Point-per-instance localization data
[Start of section]

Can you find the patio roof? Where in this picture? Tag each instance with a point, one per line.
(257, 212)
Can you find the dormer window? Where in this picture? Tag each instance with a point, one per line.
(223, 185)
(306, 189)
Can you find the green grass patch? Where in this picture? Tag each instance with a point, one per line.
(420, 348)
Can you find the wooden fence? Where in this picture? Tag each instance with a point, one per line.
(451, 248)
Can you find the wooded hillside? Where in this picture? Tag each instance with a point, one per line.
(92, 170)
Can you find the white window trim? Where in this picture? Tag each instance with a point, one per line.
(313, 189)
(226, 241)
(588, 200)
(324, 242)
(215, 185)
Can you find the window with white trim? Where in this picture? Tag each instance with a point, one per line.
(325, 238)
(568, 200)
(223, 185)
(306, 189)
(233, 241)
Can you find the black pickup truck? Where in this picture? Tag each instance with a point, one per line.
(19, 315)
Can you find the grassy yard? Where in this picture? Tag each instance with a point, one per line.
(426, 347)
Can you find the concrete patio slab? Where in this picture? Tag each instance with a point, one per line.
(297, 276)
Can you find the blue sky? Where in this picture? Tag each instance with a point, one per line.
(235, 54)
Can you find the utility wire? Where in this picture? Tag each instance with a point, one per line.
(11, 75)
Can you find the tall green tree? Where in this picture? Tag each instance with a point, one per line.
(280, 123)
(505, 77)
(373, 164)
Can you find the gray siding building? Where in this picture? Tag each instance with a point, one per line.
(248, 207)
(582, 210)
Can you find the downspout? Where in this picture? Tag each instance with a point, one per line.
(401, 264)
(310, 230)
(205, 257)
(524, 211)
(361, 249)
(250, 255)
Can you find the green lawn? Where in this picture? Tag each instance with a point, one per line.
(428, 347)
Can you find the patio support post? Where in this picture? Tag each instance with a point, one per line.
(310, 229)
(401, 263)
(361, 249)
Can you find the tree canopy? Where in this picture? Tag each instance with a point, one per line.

[End of section]

Would you return the entries exactly as they stand?

* **Result for this task**:
Can you find the patio roof? Where in this picture? Tag each instance with a point, one per line.
(257, 212)
Can you find the dormer window? Where in this picture? Tag each instance with a point, one per line.
(223, 185)
(306, 189)
Can you find the green grass patch? Where in this picture? Tag each instance with a point, one per line.
(420, 348)
Can you find the wooden fence? Where in this picture? Tag each instance with a point, one per line.
(451, 248)
Can you find the wooded hillside? Where in this picture? Tag each instance with a point, one per line.
(92, 170)
Can you find the white window trim? Where in this picture? Tag each instance with a point, one per line.
(313, 189)
(226, 241)
(588, 200)
(324, 242)
(215, 185)
Can you find the window with white trim? Where in this picture? Tag each instance with a point, one per line.
(325, 238)
(568, 200)
(223, 185)
(306, 189)
(233, 241)
Can you find the black pickup truck? Where in this picture? Tag each instance with a point, one per line.
(19, 315)
Can you find the grassy yard? Where in this picture? Tag each instance with a point, one per line.
(426, 347)
Can you find the concrete patio slab? Where in this picture? Tag each instance with a point, one per line.
(297, 276)
Can you find the blue sky? Where in this picture? Tag each instance with a point, one per line.
(235, 54)
Can you find the utility wire? Where in this picture? Tag each instance with a point, one per line.
(11, 75)
Can you find the tall green tree? Where in this picture? Tag each instance with a point, one per line.
(280, 123)
(505, 77)
(373, 164)
Can you find the gray siding building? Where in this picture? Tag each instance with a point, one per line.
(248, 207)
(582, 210)
Can you find the downspout? Where in this picture? Tag each instance with a point, one per line.
(401, 264)
(310, 230)
(205, 257)
(524, 211)
(361, 249)
(250, 255)
Can you find the green lawn? Where in this picture? Tag each instance with a point, one per line.
(428, 347)
Can you find the patio support post? Where in this picture? Tag each instance with a point, one per line.
(310, 229)
(401, 263)
(361, 249)
Can you find the tree canopy? Where in this picture? Tag each instance with a point, one per line.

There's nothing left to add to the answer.